**Instruction:** Rewrite the stretch of the records from the line containing "mark the region of the rear" through the end of the records as a JSON list of strings, one string per line, skipping blank lines. Leave the pictures out of the answer.
═══
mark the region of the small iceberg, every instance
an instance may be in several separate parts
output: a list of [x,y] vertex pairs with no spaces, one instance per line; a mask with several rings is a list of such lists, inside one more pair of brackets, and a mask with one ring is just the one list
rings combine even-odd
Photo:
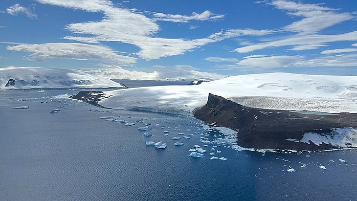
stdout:
[[223,160],[224,161],[224,160],[227,160],[227,158],[225,158],[224,157],[221,157],[220,158],[220,160]]
[[13,108],[14,108],[14,109],[18,109],[18,110],[28,109],[28,105],[26,105],[25,106],[14,107]]
[[100,116],[100,119],[110,119],[111,118],[114,118],[112,116]]
[[182,145],[183,145],[183,142],[175,142],[175,144],[174,144],[174,145],[182,146]]
[[189,156],[194,157],[196,158],[201,158],[203,157],[203,155],[196,152],[192,152],[189,155],[187,155]]
[[201,148],[196,149],[196,151],[197,151],[198,152],[200,152],[201,154],[203,154],[206,152],[206,150],[204,150],[203,149]]
[[165,149],[166,148],[167,144],[163,143],[162,141],[160,141],[159,142],[156,143],[154,145],[155,145],[155,147],[158,149]]
[[294,169],[294,168],[288,168],[288,172],[294,172],[296,171],[296,170]]
[[145,144],[146,144],[147,145],[155,145],[155,142],[154,142],[153,141],[147,141],[145,142]]
[[105,120],[107,121],[114,121],[115,120],[115,119],[114,118],[110,118],[108,119],[105,119]]
[[152,135],[153,134],[151,134],[150,133],[145,132],[144,133],[144,134],[143,134],[143,136],[145,136],[145,137],[150,137],[150,136]]
[[139,127],[137,128],[137,130],[138,130],[139,131],[149,131],[149,130],[152,130],[152,129],[153,129],[152,128],[149,127],[148,126],[145,126],[144,127]]

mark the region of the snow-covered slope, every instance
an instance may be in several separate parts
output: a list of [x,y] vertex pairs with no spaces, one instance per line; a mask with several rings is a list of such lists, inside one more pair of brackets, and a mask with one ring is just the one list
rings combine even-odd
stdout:
[[190,113],[208,93],[246,106],[328,112],[357,112],[357,76],[273,73],[232,76],[196,86],[144,87],[108,91],[107,107]]
[[[15,79],[15,85],[6,84]],[[10,82],[11,83],[12,82]],[[110,79],[80,70],[37,67],[0,68],[0,90],[126,87]]]

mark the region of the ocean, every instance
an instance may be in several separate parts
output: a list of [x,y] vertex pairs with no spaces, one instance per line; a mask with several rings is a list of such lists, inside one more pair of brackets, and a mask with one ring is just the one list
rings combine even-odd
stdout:
[[[67,98],[78,91],[0,92],[0,200],[357,200],[357,150],[237,151],[228,142],[202,143],[224,136],[192,117],[107,110]],[[29,108],[13,109],[23,106]],[[50,112],[54,109],[61,111]],[[145,123],[151,136],[137,129]],[[148,140],[167,147],[146,145]],[[195,145],[207,150],[204,157],[188,156]],[[212,160],[209,152],[227,160]]]

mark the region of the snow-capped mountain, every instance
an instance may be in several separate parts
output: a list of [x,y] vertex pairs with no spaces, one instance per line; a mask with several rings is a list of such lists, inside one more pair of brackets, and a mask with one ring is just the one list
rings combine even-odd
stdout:
[[126,88],[109,79],[80,70],[37,67],[0,68],[0,90],[89,88]]
[[255,108],[357,112],[357,76],[266,73],[106,93],[111,96],[99,102],[105,107],[174,113],[190,113],[205,104],[208,93]]

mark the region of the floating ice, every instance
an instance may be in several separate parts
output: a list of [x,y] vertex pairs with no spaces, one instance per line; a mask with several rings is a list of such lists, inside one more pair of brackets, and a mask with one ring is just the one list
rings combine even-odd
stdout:
[[100,119],[110,119],[111,118],[113,118],[114,117],[112,116],[100,116]]
[[153,128],[151,127],[149,127],[148,126],[145,126],[144,127],[139,127],[137,128],[137,130],[139,131],[149,131],[149,130],[152,130]]
[[201,154],[203,154],[206,152],[206,150],[204,150],[203,149],[201,148],[198,148],[196,149],[196,151],[198,152],[200,152]]
[[196,152],[192,152],[189,155],[187,155],[189,156],[194,157],[197,158],[200,158],[203,157],[203,155]]
[[167,144],[163,143],[162,141],[156,142],[155,144],[155,147],[158,149],[165,149],[167,146]]
[[294,168],[288,168],[288,172],[294,172],[296,171],[296,170],[294,169]]
[[224,161],[224,160],[227,160],[227,158],[225,158],[224,157],[221,157],[220,158],[220,159]]
[[153,141],[147,141],[145,142],[145,144],[147,145],[155,145],[155,142],[154,142]]
[[151,136],[152,135],[153,135],[152,134],[151,134],[150,133],[148,133],[148,132],[144,133],[144,134],[143,134],[143,135],[145,136],[146,137],[150,137],[150,136]]
[[109,119],[106,119],[105,120],[107,121],[114,121],[115,120],[115,119],[114,118],[110,118]]
[[26,106],[14,107],[13,108],[14,108],[14,109],[19,109],[19,110],[21,110],[21,109],[28,109],[28,106],[27,105],[27,106]]

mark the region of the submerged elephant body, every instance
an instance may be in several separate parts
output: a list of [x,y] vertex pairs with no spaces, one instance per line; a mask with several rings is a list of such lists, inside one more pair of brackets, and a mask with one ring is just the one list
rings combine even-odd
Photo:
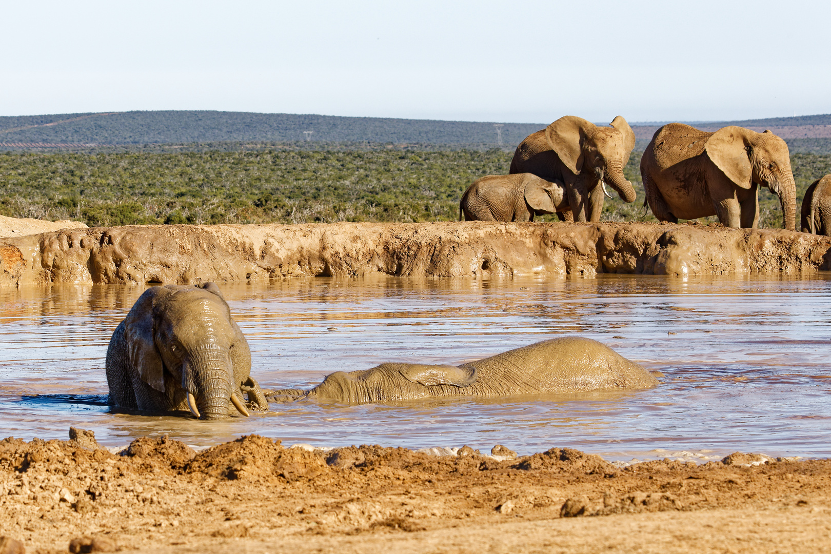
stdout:
[[231,404],[248,415],[244,392],[266,407],[250,371],[248,342],[212,282],[145,291],[116,328],[106,353],[111,405],[189,409],[204,419],[227,417]]
[[647,389],[656,385],[649,371],[608,346],[569,336],[459,366],[392,363],[362,371],[337,371],[310,390],[278,390],[273,395],[364,404]]

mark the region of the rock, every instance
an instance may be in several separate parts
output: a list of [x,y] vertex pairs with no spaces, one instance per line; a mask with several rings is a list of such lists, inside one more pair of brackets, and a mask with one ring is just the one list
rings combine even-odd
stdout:
[[577,498],[568,498],[560,508],[560,517],[576,517],[586,514],[588,507],[588,497],[582,496]]
[[775,460],[773,458],[765,456],[765,454],[745,454],[741,452],[734,452],[730,456],[723,458],[721,463],[725,465],[738,465],[750,468],[751,466],[762,465],[763,463],[770,463],[774,461]]
[[118,549],[116,542],[106,537],[80,537],[69,542],[69,552],[72,554],[88,552],[115,552]]
[[75,444],[81,449],[87,450],[97,450],[101,448],[98,441],[96,440],[94,431],[87,431],[84,429],[69,428],[69,439],[75,441]]
[[60,498],[58,498],[59,501],[62,500],[63,502],[68,503],[70,504],[75,503],[75,496],[69,492],[68,488],[61,488],[61,492],[58,493],[58,495],[60,496]]
[[135,225],[2,238],[0,286],[779,273],[829,269],[829,249],[785,229],[646,223]]
[[499,512],[499,513],[508,515],[509,513],[514,511],[514,501],[506,500],[505,502],[502,503],[501,504],[496,507],[496,511]]
[[465,456],[473,456],[474,454],[478,453],[479,450],[474,450],[470,446],[465,444],[462,448],[459,449],[459,451],[456,453],[456,456],[459,458],[465,458]]
[[46,219],[18,219],[0,215],[0,238],[23,237],[70,228],[86,228],[86,223],[68,219],[52,222]]
[[501,444],[497,444],[490,449],[490,453],[492,456],[499,456],[502,459],[513,460],[516,459],[517,453],[514,452],[509,448],[505,448]]
[[26,554],[26,548],[20,541],[8,537],[0,537],[0,554]]

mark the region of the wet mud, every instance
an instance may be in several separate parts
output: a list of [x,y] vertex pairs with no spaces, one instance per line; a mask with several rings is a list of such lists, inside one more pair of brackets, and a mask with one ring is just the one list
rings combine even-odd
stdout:
[[829,460],[736,453],[619,468],[572,449],[435,456],[257,435],[200,452],[142,438],[114,453],[72,436],[0,441],[0,528],[28,552],[831,547]]
[[135,225],[0,240],[0,286],[286,277],[730,275],[829,268],[831,238],[658,223]]

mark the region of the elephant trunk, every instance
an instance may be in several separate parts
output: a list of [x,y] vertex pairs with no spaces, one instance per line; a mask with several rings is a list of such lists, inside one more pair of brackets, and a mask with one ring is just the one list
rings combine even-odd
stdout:
[[784,228],[789,231],[796,230],[796,183],[794,174],[788,170],[783,172],[783,183],[777,183],[770,188],[771,192],[779,197],[782,206],[782,220]]
[[617,194],[623,202],[635,201],[635,189],[632,188],[632,183],[623,176],[622,166],[610,164],[604,172],[604,178],[606,183],[617,191]]
[[[231,401],[231,365],[226,349],[209,346],[192,353],[182,376],[183,387],[193,395],[194,415],[200,419],[228,417]],[[193,401],[189,397],[189,401]]]

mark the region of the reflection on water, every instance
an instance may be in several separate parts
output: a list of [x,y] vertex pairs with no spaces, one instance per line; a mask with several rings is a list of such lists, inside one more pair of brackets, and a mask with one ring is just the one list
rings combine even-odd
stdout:
[[144,287],[0,289],[2,436],[66,439],[73,425],[110,446],[141,435],[205,445],[258,433],[321,446],[499,443],[521,453],[569,446],[610,459],[664,450],[831,457],[831,275],[599,277],[318,277],[222,289],[264,388],[307,387],[383,361],[458,364],[579,334],[663,371],[656,389],[396,405],[301,401],[219,422],[105,405],[107,343]]

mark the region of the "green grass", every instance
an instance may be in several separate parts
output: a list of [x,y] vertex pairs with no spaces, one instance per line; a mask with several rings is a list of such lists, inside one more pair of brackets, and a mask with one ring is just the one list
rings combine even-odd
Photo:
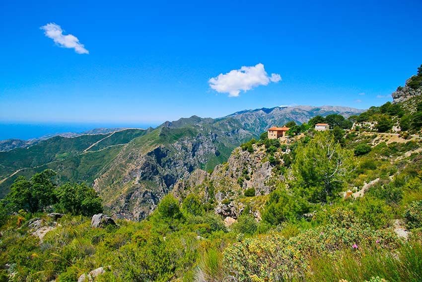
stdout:
[[378,276],[416,282],[422,281],[422,245],[410,243],[393,252],[365,248],[344,250],[334,257],[316,255],[309,265],[307,281],[364,281]]

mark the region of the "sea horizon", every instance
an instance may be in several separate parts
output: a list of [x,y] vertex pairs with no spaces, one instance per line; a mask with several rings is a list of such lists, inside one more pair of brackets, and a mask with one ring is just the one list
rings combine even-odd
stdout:
[[65,133],[80,133],[95,128],[118,127],[148,128],[158,123],[112,122],[19,122],[0,121],[0,141],[7,139],[28,140],[46,135]]

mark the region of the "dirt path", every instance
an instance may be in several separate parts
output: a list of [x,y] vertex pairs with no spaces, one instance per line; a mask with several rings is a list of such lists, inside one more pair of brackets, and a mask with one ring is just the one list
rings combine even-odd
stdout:
[[[97,145],[97,144],[98,144],[99,143],[100,143],[100,142],[101,142],[102,141],[103,141],[103,140],[104,140],[104,139],[107,139],[107,138],[109,138],[110,136],[111,136],[111,135],[112,135],[113,134],[114,134],[114,133],[116,133],[116,132],[120,132],[120,131],[124,131],[124,130],[129,130],[129,129],[139,129],[139,130],[145,130],[144,128],[136,128],[136,127],[131,127],[131,128],[124,128],[124,129],[121,129],[120,130],[116,130],[116,131],[113,131],[113,132],[111,132],[111,134],[110,134],[110,133],[107,133],[107,134],[109,134],[109,135],[108,135],[107,136],[106,136],[106,137],[105,137],[104,138],[102,138],[102,139],[100,139],[100,140],[99,140],[97,141],[97,142],[96,142],[94,143],[93,144],[91,144],[91,145],[89,146],[89,147],[88,147],[88,148],[87,148],[86,149],[85,149],[85,150],[84,150],[82,152],[82,154],[86,154],[86,153],[91,153],[91,152],[88,152],[88,150],[89,150],[90,149],[91,149],[91,148],[92,148],[93,146],[95,146],[96,145]],[[97,150],[97,151],[92,151],[92,153],[94,153],[94,152],[100,152],[100,151],[102,151],[103,150],[105,150],[106,149],[107,149],[107,148],[110,148],[110,147],[114,147],[114,146],[122,146],[122,145],[125,145],[126,144],[127,144],[127,143],[125,143],[125,144],[116,144],[116,145],[110,145],[110,146],[107,146],[107,147],[105,147],[105,148],[102,148],[102,149],[100,149],[100,150]],[[3,179],[2,179],[2,180],[0,180],[0,185],[1,185],[2,183],[3,183],[3,182],[5,182],[5,181],[6,181],[6,180],[8,180],[8,179],[9,179],[10,178],[11,178],[11,177],[12,177],[12,176],[13,176],[14,175],[16,175],[17,173],[19,173],[19,172],[20,171],[23,171],[23,170],[26,170],[26,169],[30,169],[30,168],[32,168],[32,169],[37,169],[37,168],[39,168],[40,167],[42,167],[42,166],[47,166],[47,165],[49,165],[49,164],[52,164],[52,163],[56,163],[56,162],[60,162],[60,161],[63,161],[64,160],[55,160],[55,161],[53,161],[52,162],[50,162],[47,163],[46,163],[46,164],[43,164],[42,165],[39,165],[39,166],[35,166],[35,167],[32,167],[32,168],[21,168],[21,169],[19,169],[18,170],[17,170],[17,171],[16,171],[15,172],[14,172],[14,173],[12,173],[12,174],[11,174],[11,175],[10,175],[9,176],[7,176],[7,177],[5,177],[5,178],[3,178]]]
[[7,180],[9,178],[11,178],[11,177],[12,177],[13,176],[14,176],[14,175],[15,175],[16,174],[17,174],[17,173],[20,172],[20,171],[24,170],[25,169],[27,169],[27,168],[23,168],[19,169],[17,170],[16,171],[15,171],[15,172],[14,172],[13,173],[12,173],[12,174],[11,174],[9,176],[6,177],[5,178],[3,178],[1,180],[0,180],[0,185],[1,185],[2,183],[3,183],[3,182],[4,182],[6,180]]
[[365,192],[368,190],[368,189],[373,186],[378,181],[379,181],[379,178],[374,179],[372,181],[370,181],[368,183],[365,182],[361,189],[352,194],[353,197],[354,198],[357,198],[358,197],[362,196]]
[[[115,131],[112,132],[111,134],[107,135],[107,136],[105,137],[103,139],[99,140],[98,141],[97,141],[95,143],[91,144],[91,145],[89,147],[88,147],[88,148],[87,148],[86,149],[84,150],[82,152],[82,153],[84,154],[85,153],[87,153],[88,150],[89,150],[90,149],[91,149],[91,148],[92,148],[93,147],[94,147],[94,146],[95,146],[96,145],[97,145],[97,144],[98,144],[100,142],[101,142],[101,141],[103,141],[104,140],[106,139],[107,138],[109,138],[109,137],[110,137],[111,135],[112,135],[114,133],[115,133],[116,132],[120,132],[121,131],[125,131],[125,130],[129,130],[130,129],[139,129],[140,130],[145,130],[143,128],[137,128],[136,127],[133,127],[133,128],[124,128],[123,129],[121,129],[120,130],[116,130]],[[121,144],[118,144],[118,145],[121,145]],[[112,145],[112,146],[114,146],[114,145]],[[110,146],[109,146],[109,147],[110,147]],[[107,148],[107,147],[106,147],[106,148]],[[103,149],[105,149],[105,148],[103,148]],[[98,151],[96,151],[96,152],[98,152]]]
[[88,150],[89,150],[90,149],[91,149],[91,148],[92,148],[93,147],[94,147],[94,146],[95,146],[96,145],[97,145],[97,144],[98,144],[99,143],[100,143],[100,142],[101,142],[102,141],[104,140],[104,139],[107,139],[107,138],[109,138],[110,136],[111,136],[111,135],[112,135],[113,134],[114,134],[114,133],[116,133],[116,132],[117,132],[117,131],[113,131],[113,132],[112,132],[111,133],[111,134],[110,134],[109,135],[107,135],[107,136],[106,136],[106,137],[105,137],[104,138],[103,138],[103,139],[100,139],[100,140],[99,140],[98,141],[97,141],[97,142],[95,142],[95,143],[93,143],[93,144],[91,144],[89,146],[89,147],[88,147],[88,148],[87,148],[86,149],[85,149],[85,150],[84,150],[82,152],[82,154],[83,154],[83,153],[86,153],[86,151],[87,151]]

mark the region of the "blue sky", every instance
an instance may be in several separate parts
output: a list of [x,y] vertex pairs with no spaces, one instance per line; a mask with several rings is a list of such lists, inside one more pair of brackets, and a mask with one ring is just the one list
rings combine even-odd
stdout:
[[[1,1],[0,122],[146,124],[279,105],[379,105],[422,64],[421,11],[419,0]],[[55,43],[41,28],[50,23],[89,54]],[[232,90],[237,96],[210,86],[258,64],[268,76]]]

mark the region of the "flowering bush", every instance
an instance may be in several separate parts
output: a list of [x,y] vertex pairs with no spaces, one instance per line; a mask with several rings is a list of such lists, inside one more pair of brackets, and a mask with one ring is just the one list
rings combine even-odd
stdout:
[[239,281],[290,280],[303,278],[306,259],[313,255],[333,255],[340,250],[371,246],[392,248],[400,243],[389,230],[374,230],[350,211],[332,216],[332,224],[312,228],[286,239],[281,232],[248,238],[228,247],[223,265]]
[[403,216],[408,220],[408,228],[422,227],[422,201],[414,201],[407,205]]

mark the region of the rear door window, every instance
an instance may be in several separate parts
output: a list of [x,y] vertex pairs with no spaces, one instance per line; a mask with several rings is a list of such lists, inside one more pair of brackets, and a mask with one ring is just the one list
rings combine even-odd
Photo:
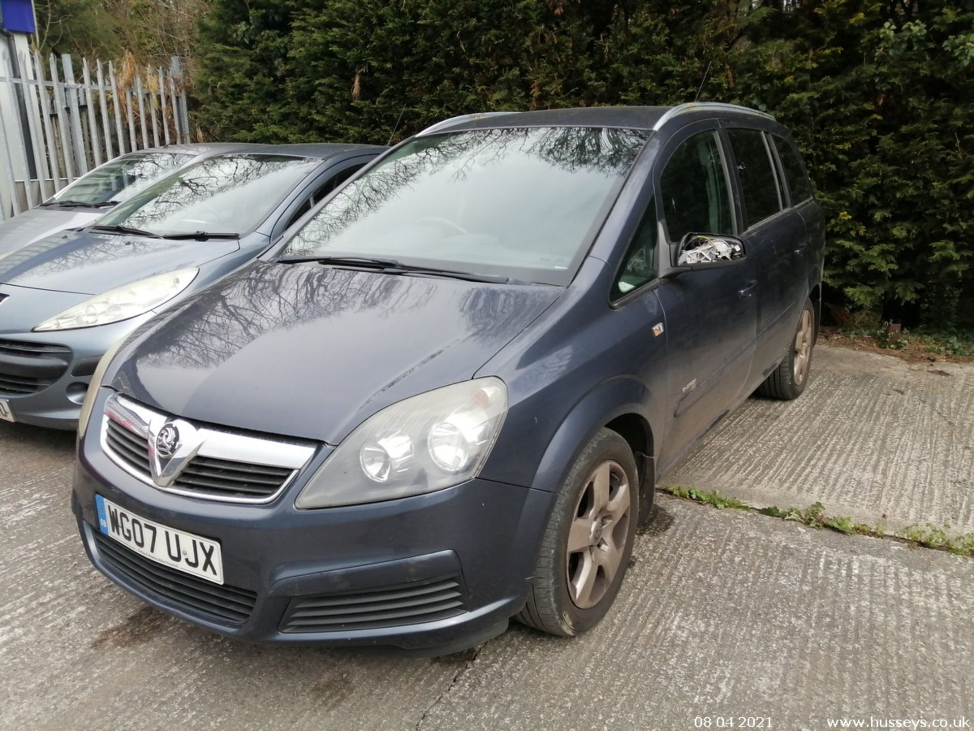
═══
**Expected answer:**
[
  "mark the region of the rear door window, every instance",
  "an instance may be in several separate parts",
  "output: a list of [x,y] vertex pairs with no spaces, one instance per line; a mask with several rings is a list of such lists, inside one more pair of brackets, and a mask with one ring is just the one list",
  "rings combine even-odd",
  "Photo:"
]